-------- Stored data

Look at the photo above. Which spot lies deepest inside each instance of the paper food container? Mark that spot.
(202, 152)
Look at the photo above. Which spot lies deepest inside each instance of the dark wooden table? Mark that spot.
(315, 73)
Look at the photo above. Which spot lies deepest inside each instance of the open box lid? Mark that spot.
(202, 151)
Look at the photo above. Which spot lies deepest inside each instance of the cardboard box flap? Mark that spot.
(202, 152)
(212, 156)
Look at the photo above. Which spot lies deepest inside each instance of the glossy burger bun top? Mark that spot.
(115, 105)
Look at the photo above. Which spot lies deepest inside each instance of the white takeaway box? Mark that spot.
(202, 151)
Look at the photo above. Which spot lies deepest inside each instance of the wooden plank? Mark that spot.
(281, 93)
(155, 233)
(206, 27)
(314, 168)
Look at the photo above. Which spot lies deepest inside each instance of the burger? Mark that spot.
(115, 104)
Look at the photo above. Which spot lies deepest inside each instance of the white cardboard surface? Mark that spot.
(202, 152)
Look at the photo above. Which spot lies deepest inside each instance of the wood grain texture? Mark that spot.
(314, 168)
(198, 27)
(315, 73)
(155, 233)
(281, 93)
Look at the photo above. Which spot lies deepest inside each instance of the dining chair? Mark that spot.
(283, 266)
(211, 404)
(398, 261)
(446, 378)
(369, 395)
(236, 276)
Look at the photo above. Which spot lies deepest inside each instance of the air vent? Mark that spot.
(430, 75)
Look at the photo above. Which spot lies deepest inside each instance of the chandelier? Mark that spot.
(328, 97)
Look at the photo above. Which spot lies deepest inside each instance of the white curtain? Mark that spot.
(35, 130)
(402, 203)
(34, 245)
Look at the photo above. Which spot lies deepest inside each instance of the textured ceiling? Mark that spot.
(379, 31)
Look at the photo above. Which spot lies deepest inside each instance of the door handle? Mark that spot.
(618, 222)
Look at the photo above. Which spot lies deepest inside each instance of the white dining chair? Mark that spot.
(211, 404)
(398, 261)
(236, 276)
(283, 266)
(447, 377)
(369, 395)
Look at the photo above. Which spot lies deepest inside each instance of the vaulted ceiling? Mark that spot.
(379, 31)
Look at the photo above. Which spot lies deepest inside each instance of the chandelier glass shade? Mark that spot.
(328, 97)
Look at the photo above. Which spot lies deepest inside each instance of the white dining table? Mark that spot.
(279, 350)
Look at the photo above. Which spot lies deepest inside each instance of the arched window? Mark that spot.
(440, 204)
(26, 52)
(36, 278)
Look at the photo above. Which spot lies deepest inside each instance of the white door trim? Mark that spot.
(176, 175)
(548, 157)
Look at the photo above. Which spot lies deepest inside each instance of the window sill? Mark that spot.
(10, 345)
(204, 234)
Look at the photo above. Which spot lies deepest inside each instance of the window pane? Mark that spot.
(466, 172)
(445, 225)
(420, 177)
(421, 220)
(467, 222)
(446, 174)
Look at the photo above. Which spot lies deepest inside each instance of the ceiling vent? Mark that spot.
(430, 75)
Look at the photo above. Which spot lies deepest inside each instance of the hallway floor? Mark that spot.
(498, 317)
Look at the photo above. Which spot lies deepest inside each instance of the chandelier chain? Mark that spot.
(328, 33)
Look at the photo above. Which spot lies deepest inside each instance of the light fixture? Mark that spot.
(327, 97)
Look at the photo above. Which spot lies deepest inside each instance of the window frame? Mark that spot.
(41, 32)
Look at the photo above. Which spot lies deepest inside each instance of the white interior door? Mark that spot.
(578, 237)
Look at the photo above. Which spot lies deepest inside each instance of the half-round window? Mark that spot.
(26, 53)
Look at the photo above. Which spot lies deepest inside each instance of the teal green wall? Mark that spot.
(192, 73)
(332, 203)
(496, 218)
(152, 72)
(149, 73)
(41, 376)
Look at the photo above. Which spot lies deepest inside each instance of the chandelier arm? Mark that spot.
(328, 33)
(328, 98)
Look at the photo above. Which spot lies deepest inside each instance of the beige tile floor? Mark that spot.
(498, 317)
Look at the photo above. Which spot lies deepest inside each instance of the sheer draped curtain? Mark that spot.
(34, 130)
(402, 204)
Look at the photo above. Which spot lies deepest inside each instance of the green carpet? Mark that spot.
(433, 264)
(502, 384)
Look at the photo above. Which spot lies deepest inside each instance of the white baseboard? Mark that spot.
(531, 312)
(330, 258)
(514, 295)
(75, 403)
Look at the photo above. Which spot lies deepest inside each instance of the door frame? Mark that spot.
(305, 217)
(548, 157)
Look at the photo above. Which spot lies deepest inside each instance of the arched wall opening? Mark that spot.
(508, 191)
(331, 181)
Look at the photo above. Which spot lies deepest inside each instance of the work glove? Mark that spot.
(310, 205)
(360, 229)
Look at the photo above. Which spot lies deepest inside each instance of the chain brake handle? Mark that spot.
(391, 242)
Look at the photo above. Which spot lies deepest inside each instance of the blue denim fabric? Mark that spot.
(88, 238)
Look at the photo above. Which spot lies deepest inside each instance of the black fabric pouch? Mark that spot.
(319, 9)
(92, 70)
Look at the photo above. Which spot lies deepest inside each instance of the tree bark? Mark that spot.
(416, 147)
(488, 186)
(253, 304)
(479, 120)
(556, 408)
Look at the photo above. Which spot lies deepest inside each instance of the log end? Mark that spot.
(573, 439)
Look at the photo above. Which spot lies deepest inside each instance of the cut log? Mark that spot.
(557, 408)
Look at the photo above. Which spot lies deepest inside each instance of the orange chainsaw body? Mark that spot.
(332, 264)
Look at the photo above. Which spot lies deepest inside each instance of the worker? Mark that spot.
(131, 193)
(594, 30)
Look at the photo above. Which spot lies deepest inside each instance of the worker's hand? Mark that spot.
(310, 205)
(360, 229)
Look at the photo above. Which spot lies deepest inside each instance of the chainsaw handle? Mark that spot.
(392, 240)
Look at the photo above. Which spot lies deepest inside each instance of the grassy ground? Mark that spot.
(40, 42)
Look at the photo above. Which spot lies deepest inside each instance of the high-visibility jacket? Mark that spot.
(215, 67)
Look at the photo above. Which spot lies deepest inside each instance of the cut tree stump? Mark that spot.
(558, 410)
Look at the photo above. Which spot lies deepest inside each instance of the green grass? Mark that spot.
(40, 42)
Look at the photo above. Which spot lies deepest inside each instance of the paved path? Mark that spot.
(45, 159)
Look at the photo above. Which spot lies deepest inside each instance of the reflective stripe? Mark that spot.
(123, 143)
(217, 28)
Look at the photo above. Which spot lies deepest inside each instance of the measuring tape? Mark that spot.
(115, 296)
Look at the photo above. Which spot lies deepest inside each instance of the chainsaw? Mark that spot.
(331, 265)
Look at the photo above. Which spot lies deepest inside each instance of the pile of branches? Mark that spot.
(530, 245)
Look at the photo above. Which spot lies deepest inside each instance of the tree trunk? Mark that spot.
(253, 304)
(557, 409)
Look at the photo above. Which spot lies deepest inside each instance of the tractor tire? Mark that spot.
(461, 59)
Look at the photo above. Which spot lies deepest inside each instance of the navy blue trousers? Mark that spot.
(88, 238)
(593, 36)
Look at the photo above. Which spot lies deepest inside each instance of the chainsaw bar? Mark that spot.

----------------

**Short exercise:**
Every entry above should be retyped exactly as shown.

**Solution to this problem:**
Look at the photo above. Which spot lies deepest inside each instance of the paper food container? Mark that spot.
(202, 152)
Look at the photo above. Which spot lies deepest inside each instance of the dark wooden table? Mark that spot.
(315, 73)
Look at the photo above. Which spot lies deepest inside each instance of the open box lid? Mark that spot.
(202, 151)
Look at the photo above. Which spot lies deepest inside each instance of the cardboard box flap? Mark that spot.
(202, 152)
(212, 156)
Look at the photo above. Which spot lies deepest inside each instance of the glossy burger bun top? Mark that spot.
(115, 105)
Look at the photo above. Which spot lies deepest inside each instance of the white takeaway box? Mark that spot.
(202, 151)
Look at the photo above. Which spot lies deepest inside each instance of the wooden plank? Mark that spot.
(281, 93)
(155, 233)
(206, 27)
(314, 168)
Look at the photo above. Which spot lies deepest inside each instance of the burger? Mark that spot.
(115, 104)
Look at the photo above. Which spot lies deepest inside each instance of the white cardboard surface? Mark that spot.
(202, 152)
Look at the photo above. Which spot lies deepest inside each instance of the wood grain texture? Mark that spot.
(314, 168)
(198, 27)
(315, 73)
(155, 233)
(281, 93)
Look at the photo above. Which spot lies deepest inside each instance of the dining chair? Mark that spot.
(283, 266)
(211, 404)
(398, 261)
(446, 378)
(369, 395)
(236, 276)
Look at the photo above. Which spot lies deepest inside each instance of the air vent? Mark that spot.
(430, 75)
Look at the photo above. Which spot lies deepest inside each instance of the chandelier? Mark that spot.
(328, 97)
Look at the photo above. Which spot lies deepest inside each instance of the white curtain? Mark that spot.
(35, 130)
(402, 203)
(34, 245)
Look at the photo above. Which spot lies deepest inside each instance of the textured ceiling? Mark that spot.
(379, 31)
Look at the photo above. Which spot lies deepest inside each instance of the door handle? Mark that spot.
(618, 222)
Look at the photo above. Which spot lies deepest inside each instance of the white dining chair? Mark that spot.
(211, 404)
(398, 261)
(236, 276)
(283, 266)
(447, 377)
(369, 395)
Look at the photo above. Which spot lies deepest inside each instance of the vaulted ceiling? Mark that spot.
(379, 31)
Look at the photo above. Which spot lies deepest inside each instance of the chandelier glass shade? Mark that spot.
(328, 97)
Look at the photo above. Which spot lies deepest inside each instance of the white dining table? Mark that spot.
(279, 350)
Look at the photo above. Which spot lies deepest inside each instance of the arched window? Mark that spot.
(440, 204)
(26, 52)
(36, 278)
Look at the photo above. Which spot lies deepest inside each instance of the white door trim? Mark that spot.
(176, 175)
(548, 157)
Look at the photo above. Which spot lies deepest inside each instance of the window sill? Mark that spot.
(10, 345)
(204, 234)
Look at the photo above. Which spot lies deepest inside each instance of the window pane? Mark that spot.
(466, 172)
(445, 225)
(420, 177)
(421, 220)
(467, 222)
(446, 174)
Look at the photo above. Which spot lies deepest inside each instance of the ceiling vent? Mark that spot.
(430, 75)
Look at the photo above. Which spot lies deepest inside each instance of the hallway floor? Mark that spot.
(498, 317)
Look at the photo above. Which spot lies deepest inside each instance of the chandelier chain? Mark that spot.
(328, 33)
Look at the photo above. Which spot lies deepest inside each instance of the light fixture? Mark that spot.
(327, 97)
Look at the photo above. Which spot lies deepest inside each instance of the window frame? Mark that spot.
(41, 32)
Look at the photo above. Which spot lies deepest inside each instance of the white interior door? Mark that spot.
(578, 237)
Look at the photo above. Which spot lies deepest inside each instance of the half-round window? Mark that spot.
(26, 53)
Look at the photo above. Which spot lies deepest inside each instance of the teal green wall? Mark that spot.
(192, 73)
(332, 203)
(496, 218)
(152, 72)
(149, 73)
(41, 376)
Look at the photo above. Which spot lies deepest inside each instance of the chandelier arm? Mark that spot.
(328, 33)
(328, 98)
Look at the photo above. Which spot lies deepest inside each instance of the beige tile floor? Mark that spot.
(498, 317)
Look at the photo above. Which spot lies deepest inside each instance of the sheer draped curtain? Mark that spot.
(34, 130)
(402, 204)
Look at the photo above. Which spot lies deepest inside each instance of the green carpet? Mark that spot.
(433, 264)
(502, 384)
Look at the photo above. Which spot lies deepest inside each instance of the white baseboard? Mark that spot.
(531, 312)
(330, 258)
(514, 295)
(75, 403)
Look at the photo above. Which spot lies deepest inside each instance of the door frame? Mark that spot.
(305, 217)
(548, 157)
Look at the photo above. Which spot lies deepest inside each instance of the arched wall opening? Mark that spot.
(508, 191)
(331, 181)
Look at the photo above. Which spot lies deepest inside each instance of the work glove? Mark that spot.
(310, 205)
(360, 229)
Look at the photo above. Which spot lies deepest inside each instance of the chain brake handle? Mark that spot.
(391, 242)
Look at the photo above. Which spot lies deepest inside each instance of the blue denim fabric? Mark that spot.
(88, 238)
Look at the photo above. Which spot lies deepest inside each instance of the black fabric pouch? Mark that spot.
(319, 9)
(92, 70)
Look at the photo above. Which spot lies deepest inside each instance of the tree bark? Mark that spot.
(416, 147)
(488, 186)
(253, 304)
(479, 120)
(556, 408)
Look at the photo above. Which spot lies deepest inside each instance of the log end? Mark that spot.
(573, 439)
Look at the photo above. Which spot lies deepest inside each instance of the cut log? Mark that spot.
(557, 408)
Look at the photo above. Which spot lies deepest inside each instance of the orange chainsaw body? Mark that spot.
(332, 264)
Look at the photo above. Which spot lies deepest inside each instance of the worker? Mark that spot.
(131, 193)
(594, 30)
Look at the photo above. Which spot lies deepest inside each instance of the worker's hand? Mark that spot.
(310, 205)
(360, 229)
Look at the photo above. Which spot lies deepest inside each instance of the chainsaw handle? Mark that spot.
(392, 240)
Look at the photo above. Which spot lies deepest inside each instance of the grassy ground? Mark that spot.
(40, 42)
Look at the photo above. Which spot lies deepest inside each instance of the high-visibility jacket? Mark that spot.
(215, 67)
Look at the photo above. Which spot lies deepest inside each instance of the cut tree stump? Mark that spot.
(558, 410)
Look at the photo above. Which spot lies deepest inside each instance of the green grass? Mark that spot.
(40, 42)
Look at the photo above. Which spot lies deepest inside each instance of the paved path? Mark that spot.
(45, 159)
Look at the photo above. Which spot lies deepest inside each instance of the reflective stripe? Mark that spot.
(123, 143)
(217, 28)
Look at the photo above. Which spot lies deepest inside each instance of the measuring tape? Mark that spot.
(115, 296)
Look at the photo above. Which spot lies deepest inside each instance of the chainsaw? Mark that spot.
(331, 265)
Look at the photo above. Which spot lies deepest inside each instance of the pile of branches? Mark that spot.
(530, 245)
Look at the photo above. Which spot lies deepest inside each instance of the tree trunk? Mark that spot.
(253, 304)
(557, 409)
Look at the photo above. Which spot lies deepest inside each instance of the tractor tire? Mark that spot.
(461, 59)
Look at the photo above. Which spot lies deepest inside each instance of the navy blue trousers? Mark that spot.
(88, 238)
(593, 36)
Look at the photo above. Which spot lies deepest inside each instance of the chainsaw bar? Mark that spot.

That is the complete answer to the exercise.